Directions
In two sentences, what does the passage on Huawei's new phone batteries say?

Extract

BEGIN

Huawei is reportedly testing a fresh generation of large smartphone batteries, with capacities ranging from 7,000 mAh to 10,000 mAh for both flagship and midrange devices. The first phones expected to use them are the Mate 90 models, which are said to arrive later this year. If that holds, Huawei is about to turn battery life from a spec-sheet footnote into the headline act.

The claim comes from leaker Smart Pikachu, who attached the Mate 90 line to batteries rated at 7,000 mAh, 8,000 mAh, and 10,000 mAh. That is a big leap even by today’s standards, and it fits a broader industry shift: Chinese phone makers have been pushing harder on battery density while rivals lean more on charging speed and software efficiency.

END

Stored data entries
BEGIN

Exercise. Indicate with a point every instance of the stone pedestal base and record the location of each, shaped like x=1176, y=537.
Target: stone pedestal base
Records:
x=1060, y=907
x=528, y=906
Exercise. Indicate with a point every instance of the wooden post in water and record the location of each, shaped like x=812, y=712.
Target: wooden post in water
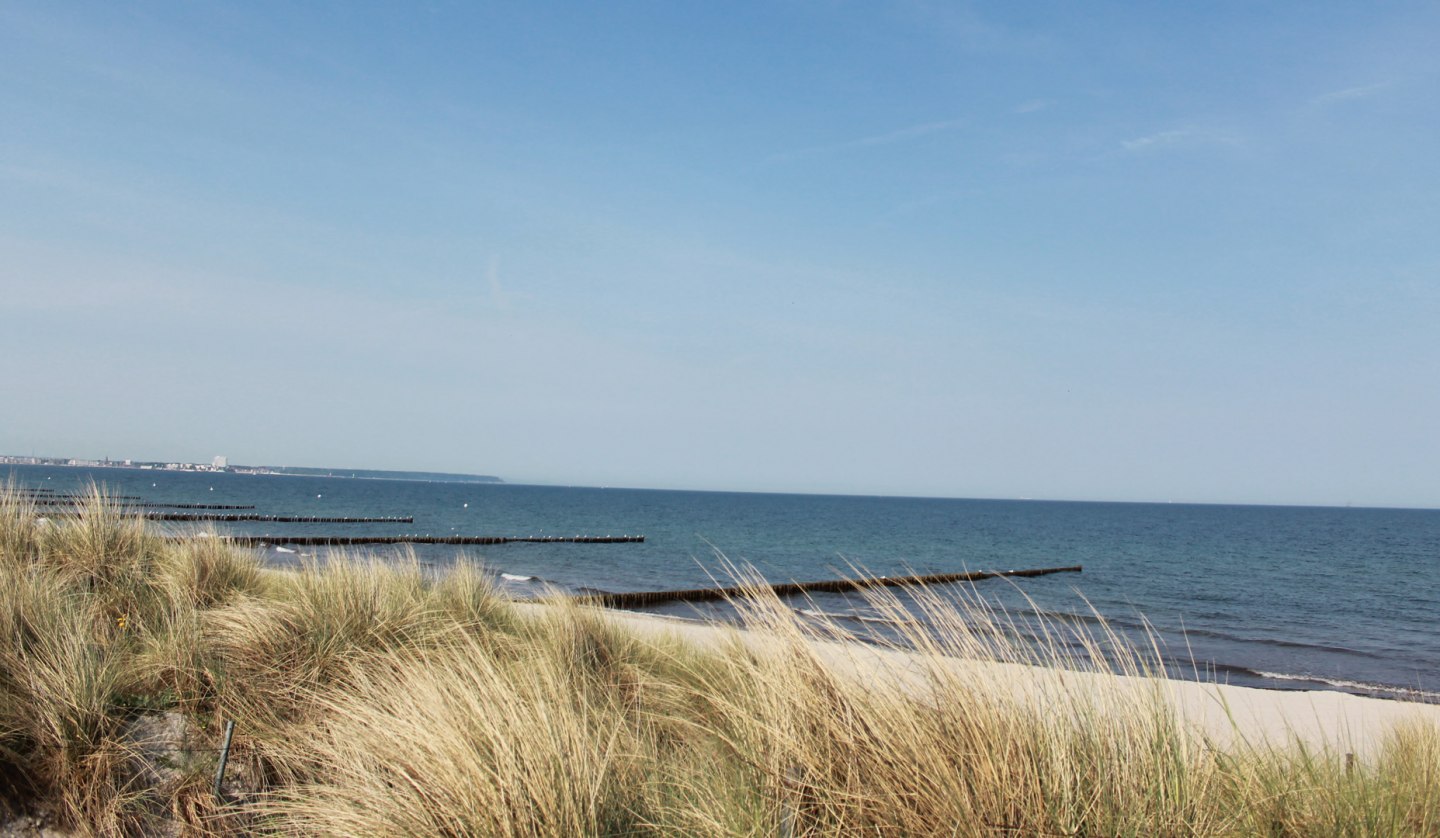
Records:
x=645, y=598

END

Problem solution
Huawei is reportedly testing smartphone batteries of 7,000 mAh to 10,000 mAh for flagship and midrange devices. The first phones expected to use them are the Mate 90 models, said to arrive later this year, according to leaker Smart Pikachu, and the move fits an industry shift in which Chinese phone makers push harder on battery density while rivals lean more on charging speed and software efficiency.